#### [Exercise task]
Reproduce every line of the listing as written, apart from the pictures.

#### [Extracted records]
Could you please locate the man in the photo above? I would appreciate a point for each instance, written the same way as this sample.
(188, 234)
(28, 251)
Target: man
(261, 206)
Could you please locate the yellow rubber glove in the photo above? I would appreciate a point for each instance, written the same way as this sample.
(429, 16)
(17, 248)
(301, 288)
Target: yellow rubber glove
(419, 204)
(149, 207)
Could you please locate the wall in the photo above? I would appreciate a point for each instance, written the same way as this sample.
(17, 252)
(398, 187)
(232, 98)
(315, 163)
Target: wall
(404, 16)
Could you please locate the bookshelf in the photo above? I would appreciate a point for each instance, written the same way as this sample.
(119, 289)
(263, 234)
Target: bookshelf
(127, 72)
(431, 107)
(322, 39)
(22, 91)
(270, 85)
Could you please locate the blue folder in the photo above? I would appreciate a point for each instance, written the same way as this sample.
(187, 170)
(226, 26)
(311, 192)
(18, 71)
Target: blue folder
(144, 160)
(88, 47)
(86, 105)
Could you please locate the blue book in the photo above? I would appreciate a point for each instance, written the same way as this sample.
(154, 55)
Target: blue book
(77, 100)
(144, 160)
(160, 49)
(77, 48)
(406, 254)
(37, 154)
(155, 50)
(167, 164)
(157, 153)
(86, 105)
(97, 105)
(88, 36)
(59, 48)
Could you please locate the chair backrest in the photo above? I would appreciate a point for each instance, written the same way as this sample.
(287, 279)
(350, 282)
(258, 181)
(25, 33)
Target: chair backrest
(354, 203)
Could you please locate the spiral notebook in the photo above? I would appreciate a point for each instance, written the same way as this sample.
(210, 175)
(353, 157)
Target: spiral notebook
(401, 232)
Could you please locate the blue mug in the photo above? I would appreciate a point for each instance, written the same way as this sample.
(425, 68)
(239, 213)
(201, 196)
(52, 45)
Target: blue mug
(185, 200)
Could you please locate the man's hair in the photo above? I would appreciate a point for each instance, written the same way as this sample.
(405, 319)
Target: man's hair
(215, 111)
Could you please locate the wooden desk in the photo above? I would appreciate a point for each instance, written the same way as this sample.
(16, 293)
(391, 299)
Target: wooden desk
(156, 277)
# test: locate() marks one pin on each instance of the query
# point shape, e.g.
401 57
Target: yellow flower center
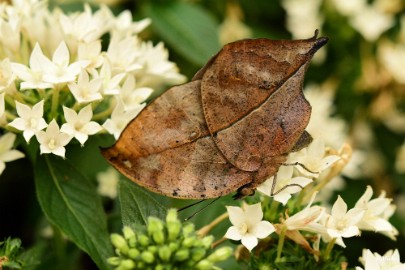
33 122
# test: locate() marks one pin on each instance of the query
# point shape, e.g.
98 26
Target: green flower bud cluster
165 245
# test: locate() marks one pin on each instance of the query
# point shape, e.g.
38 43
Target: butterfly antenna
200 210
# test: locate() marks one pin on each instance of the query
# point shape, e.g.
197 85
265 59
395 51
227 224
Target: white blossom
377 212
52 140
248 225
371 22
30 120
284 178
313 158
59 70
86 90
33 76
8 154
108 182
79 125
131 96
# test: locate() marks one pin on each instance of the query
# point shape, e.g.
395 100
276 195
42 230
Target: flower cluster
165 245
72 86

#### [Response]
Could you please locate the man in the photo above? I would appreciate a point for each instance, written the same way as this sample.
(188, 234)
(28, 251)
Target: man
(261, 206)
Could you please locate the yellow rubber glove in the photo above? I would appreciate a point for each instance, written the same way as this sample.
(429, 16)
(17, 248)
(301, 288)
Target: yellow rubber glove
(419, 204)
(149, 207)
Could you please locate the wall in the photo above? I would appreciate a point for each instance, written the same way as this sample.
(17, 252)
(398, 187)
(232, 98)
(315, 163)
Target: wall
(404, 16)
Could you please locate the bookshelf in the photo above? I would appreciate a point for each instance, written the same way as this sample.
(119, 289)
(263, 234)
Target: bookshelf
(127, 72)
(431, 107)
(322, 39)
(22, 91)
(270, 85)
Could you please locate the blue folder in the photo above? I would appreciate a point for each instance, written the same way as this sample.
(187, 170)
(226, 26)
(311, 192)
(18, 71)
Target: blue folder
(144, 160)
(88, 47)
(86, 105)
Could you please locate the blue book in the photo above? I would appreciate a point for each instance, written the same way as this sample.
(154, 55)
Target: blue book
(77, 100)
(144, 160)
(160, 49)
(77, 48)
(406, 254)
(37, 154)
(155, 50)
(167, 164)
(157, 153)
(86, 105)
(97, 105)
(88, 36)
(59, 48)
Could you please locate the chair backrest in the photo above? I would appreciate a point for each instance, written the same way as this sample.
(287, 279)
(350, 282)
(258, 181)
(25, 33)
Target: chair backrest
(354, 203)
Could you please locate the spiral notebook in the photo above? I would appreciate a point for each instance, written the same way as this sample.
(210, 175)
(353, 157)
Target: spiral notebook
(401, 232)
Could you please locate the blue mug in the photo above? I would appreciate a point for each instance, written the same way as this sample.
(425, 68)
(239, 213)
(201, 196)
(52, 45)
Target: blue mug
(185, 200)
Could you please locate the man's hair in the photo above? I would appreciate a point for each instance, written the same way as this sample.
(405, 319)
Target: man's hair
(215, 111)
Could you please locate the wooden desk in the photo above? I would appreciate a point for each instance, written the same way as this sample.
(16, 293)
(391, 299)
Target: wooden desk
(156, 277)
# test: locate() marks one pin on each instance of the query
# point shape, e.g.
401 57
Target: yellow flower center
33 122
# test: locate() marks one pin on each instance of the query
# point shape, e.g.
98 26
Target: green flower bud cluster
165 245
# test: locate() marks one pin on each instance of the query
# point shape, e.g.
38 43
Target: butterfly antenna
200 210
# test: locate() marks one pin on each instance of the query
# point shape, e.g.
197 85
265 59
395 51
227 224
Target: white blossom
377 212
52 140
248 225
371 22
30 120
284 178
313 158
59 70
86 90
33 76
8 154
108 182
79 125
131 96
# test: locate() marks one pin on each instance of the query
# point shape, e.g.
395 100
276 195
42 230
Target: flower cluster
165 245
72 86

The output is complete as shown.